In the geological history of the Sudetes, volcanism occurred repeatedly (Table 1). Three principal periods of volcanic activity are distinguished and broadly dated for early Palaeozoic (Cambrian–Silurian), Carboniferous–Permian and Cenozoic (Badura and Przybylski 2004). The oldest period was typified by submarine eruptions and effusions. These ancient lava flows have been changed into greenschists during the Variscan orogeny, although locally retain original pillow lava appearance. Distant age and subsequent burial and metamorphism preclude the possibility for any element of original effusive morphology to survive, and hence, greenschist complexes are of limited interest in the context of this study.
Table 1

History of volcanism in the Sudetes

Period

Tectonic context

Products

Rock record

Present-day morphology

Cenozoic (mainly Oligocene–Miocene)

Intraplate volcanism

Scoria cones

Stratovolcanoes

Lava flows

Subvolcanic intrusions

Basalt, basanite, nephelinite, basanite, tephrite, phonolite, tuff

Conical and domed hills

Gentle elevations

Plateaux and ridges of inverted relief

Late Palaeozoic (late Carboniferous–early Permian)

Post-orogenic extension

Lava domes

Composite volcanoes

Ignimbrite flows

Tephra

Sills and laccoliths

Rhyolite, trachyte, trachyandesite, trachybasalt, rhyolite tuff

Steep-sided domes, dome clusters and ridges

Tuff and ignimbrite dissected plateaux

Early Palaeozoic (Cambrian–Silurian)

Continental-to-oceanic rifting

Submarine lava flows and sheets

Basalt, later transformed into greenstone, usually schistose, but occasionally massive

Dissected uplands and low mountain ridges—poor correspondence between original morphology and contemporary relief

Late Carboniferous and early Permian were time spans of vigorous volcanic activity in the Sudetes, mainly within two major post-Variscan subsidence areas, the Intra-Sudetic Basin (ISB) and the North-Sudetic Basin (NSB). Late Palaeozoic volcanism was bimodal (basic to acidic) and highly diversified in terms of mode of emplacement and/or eruption. Its legacy includes simple and compound rhyolitic domes, lava flows, remnants of trachyandesitic shield volcanoes, ignimbrite sheets, diatremes and calderas (Awdankiewicz 1999). The peak of eruptive activity in the Autunian was followed by a considerable increase of sediment fluxes from source areas to basins in the Saxonian (Blecha et al. 2008), and it is likely that any remaining volcanic landforms became buried under younger clastic sediments. Subsequent (Tertiary?) differential weathering and erosion re-exposed volcanic bodies which now invariably form higher ground. In the ISB, the height of rhyolite domes and trachyandesite ridges locally approaches 400 m, whereas in the NSB, the respective figure is 150 m. Scientific and scenic values of Carboniferous and Permian volcanic outcrops in the ISB, including their impressive morphology, have been emphasised in the context of geoheritage protection and the possible setting up of a geopark (Kosiór 2004; Ihnatowicz et al. 2011).

───

Answer the following from the reading passage on volcanism in the Sudetes.
(a) What three principal periods of volcanic activity does the passage distinguish?
(b) In which two major post-Variscan subsidence areas did late Carboniferous and early Permian volcanism mainly occur?
(c) How high do rhyolite domes and trachyandesite ridges locally reach in the Intra-Sudetic Basin, and what is the corresponding figure in the North-Sudetic Basin?

_Items_
───

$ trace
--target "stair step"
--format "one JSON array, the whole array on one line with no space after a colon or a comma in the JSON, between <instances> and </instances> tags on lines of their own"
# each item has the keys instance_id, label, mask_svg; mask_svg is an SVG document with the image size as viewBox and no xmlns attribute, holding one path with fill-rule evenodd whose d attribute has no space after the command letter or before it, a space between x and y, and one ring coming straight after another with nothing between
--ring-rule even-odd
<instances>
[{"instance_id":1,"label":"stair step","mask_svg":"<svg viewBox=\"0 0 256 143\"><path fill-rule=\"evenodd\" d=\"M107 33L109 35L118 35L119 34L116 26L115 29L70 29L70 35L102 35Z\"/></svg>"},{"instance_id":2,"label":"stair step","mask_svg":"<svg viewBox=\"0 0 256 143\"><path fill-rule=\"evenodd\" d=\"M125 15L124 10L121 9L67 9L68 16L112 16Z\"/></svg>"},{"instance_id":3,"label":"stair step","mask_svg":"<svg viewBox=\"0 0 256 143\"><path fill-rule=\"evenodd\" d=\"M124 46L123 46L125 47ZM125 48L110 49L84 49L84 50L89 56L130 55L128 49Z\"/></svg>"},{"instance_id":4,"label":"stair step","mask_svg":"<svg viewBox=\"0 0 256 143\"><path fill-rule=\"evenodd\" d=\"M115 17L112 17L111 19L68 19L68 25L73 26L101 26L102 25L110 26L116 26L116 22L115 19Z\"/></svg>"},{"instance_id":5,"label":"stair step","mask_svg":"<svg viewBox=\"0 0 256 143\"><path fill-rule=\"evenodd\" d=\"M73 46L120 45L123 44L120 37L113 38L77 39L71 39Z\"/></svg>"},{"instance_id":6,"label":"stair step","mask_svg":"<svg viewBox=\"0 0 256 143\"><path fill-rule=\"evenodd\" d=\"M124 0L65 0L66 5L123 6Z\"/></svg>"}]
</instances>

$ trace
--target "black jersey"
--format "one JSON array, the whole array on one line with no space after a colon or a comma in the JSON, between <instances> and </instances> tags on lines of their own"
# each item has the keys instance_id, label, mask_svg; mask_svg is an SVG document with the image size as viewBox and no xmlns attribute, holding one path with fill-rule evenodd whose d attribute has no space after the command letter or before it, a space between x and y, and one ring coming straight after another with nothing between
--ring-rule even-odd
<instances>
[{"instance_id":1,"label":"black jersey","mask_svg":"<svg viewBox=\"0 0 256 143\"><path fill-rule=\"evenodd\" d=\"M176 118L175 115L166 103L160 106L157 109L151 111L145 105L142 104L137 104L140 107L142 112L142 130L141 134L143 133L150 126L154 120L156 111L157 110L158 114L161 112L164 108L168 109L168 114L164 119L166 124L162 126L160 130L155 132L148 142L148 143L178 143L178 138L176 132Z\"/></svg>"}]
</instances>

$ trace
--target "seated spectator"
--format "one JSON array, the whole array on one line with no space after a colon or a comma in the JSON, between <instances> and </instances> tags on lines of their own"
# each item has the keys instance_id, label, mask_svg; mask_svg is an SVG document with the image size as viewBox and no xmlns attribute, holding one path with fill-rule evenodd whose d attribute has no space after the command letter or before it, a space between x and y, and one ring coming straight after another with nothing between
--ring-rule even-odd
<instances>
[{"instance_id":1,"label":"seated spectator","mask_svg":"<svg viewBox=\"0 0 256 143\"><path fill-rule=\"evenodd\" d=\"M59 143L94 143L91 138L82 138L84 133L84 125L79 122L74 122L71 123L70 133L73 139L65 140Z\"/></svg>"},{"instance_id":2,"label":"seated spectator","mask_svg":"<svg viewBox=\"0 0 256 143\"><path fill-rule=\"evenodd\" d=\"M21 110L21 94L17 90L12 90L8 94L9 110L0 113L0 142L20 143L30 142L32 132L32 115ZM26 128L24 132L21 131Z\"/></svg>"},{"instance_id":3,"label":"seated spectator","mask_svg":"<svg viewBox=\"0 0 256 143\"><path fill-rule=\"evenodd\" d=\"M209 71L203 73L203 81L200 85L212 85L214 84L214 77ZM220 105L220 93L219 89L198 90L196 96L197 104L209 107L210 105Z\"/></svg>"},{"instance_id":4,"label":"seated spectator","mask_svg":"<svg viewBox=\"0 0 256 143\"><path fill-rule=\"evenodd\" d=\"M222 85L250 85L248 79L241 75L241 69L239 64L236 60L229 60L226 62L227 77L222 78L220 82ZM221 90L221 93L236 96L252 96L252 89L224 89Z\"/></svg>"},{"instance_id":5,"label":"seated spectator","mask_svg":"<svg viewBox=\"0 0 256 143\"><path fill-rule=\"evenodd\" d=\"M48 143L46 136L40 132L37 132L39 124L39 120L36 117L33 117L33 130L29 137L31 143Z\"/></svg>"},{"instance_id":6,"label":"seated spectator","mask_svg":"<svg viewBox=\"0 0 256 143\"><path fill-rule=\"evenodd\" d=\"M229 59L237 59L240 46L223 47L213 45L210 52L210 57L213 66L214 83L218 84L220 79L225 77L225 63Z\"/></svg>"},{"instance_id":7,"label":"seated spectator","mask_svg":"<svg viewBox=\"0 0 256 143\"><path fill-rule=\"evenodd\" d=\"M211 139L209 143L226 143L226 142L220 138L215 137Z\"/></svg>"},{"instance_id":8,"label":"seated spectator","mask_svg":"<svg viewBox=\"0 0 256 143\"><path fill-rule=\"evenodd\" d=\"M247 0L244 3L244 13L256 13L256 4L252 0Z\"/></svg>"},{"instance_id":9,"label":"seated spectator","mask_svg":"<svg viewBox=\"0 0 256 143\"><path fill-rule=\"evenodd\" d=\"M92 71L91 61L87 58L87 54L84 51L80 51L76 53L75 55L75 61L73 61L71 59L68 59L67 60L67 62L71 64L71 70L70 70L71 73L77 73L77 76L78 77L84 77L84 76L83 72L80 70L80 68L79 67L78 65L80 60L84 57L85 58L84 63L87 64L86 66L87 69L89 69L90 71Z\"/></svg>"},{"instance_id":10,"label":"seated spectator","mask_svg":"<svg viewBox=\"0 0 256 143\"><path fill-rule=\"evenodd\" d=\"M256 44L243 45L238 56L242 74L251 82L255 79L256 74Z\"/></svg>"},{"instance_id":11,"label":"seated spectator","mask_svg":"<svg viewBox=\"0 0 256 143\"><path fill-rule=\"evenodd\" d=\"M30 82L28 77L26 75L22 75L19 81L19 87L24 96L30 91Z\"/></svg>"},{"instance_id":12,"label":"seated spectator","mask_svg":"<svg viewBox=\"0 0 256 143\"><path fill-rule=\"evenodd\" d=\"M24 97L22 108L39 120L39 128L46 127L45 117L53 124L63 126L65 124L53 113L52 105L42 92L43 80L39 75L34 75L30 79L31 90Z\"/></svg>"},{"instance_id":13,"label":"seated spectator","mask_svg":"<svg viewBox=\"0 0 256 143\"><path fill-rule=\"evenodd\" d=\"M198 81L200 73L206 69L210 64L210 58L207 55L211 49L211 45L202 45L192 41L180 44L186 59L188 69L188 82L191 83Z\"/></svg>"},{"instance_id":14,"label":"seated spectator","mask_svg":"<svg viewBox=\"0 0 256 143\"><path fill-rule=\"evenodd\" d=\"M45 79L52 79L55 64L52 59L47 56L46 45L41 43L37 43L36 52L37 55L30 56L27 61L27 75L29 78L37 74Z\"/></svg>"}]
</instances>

───

_Result for this exercise_
(a) Early Palaeozoic (Cambrian–Silurian), Carboniferous–Permian, and Cenozoic.
(b) The Intra-Sudetic Basin (ISB) and the North-Sudetic Basin (NSB).
(c) They locally approach 400 m in the Intra-Sudetic Basin; the figure in the North-Sudetic Basin is 150 m.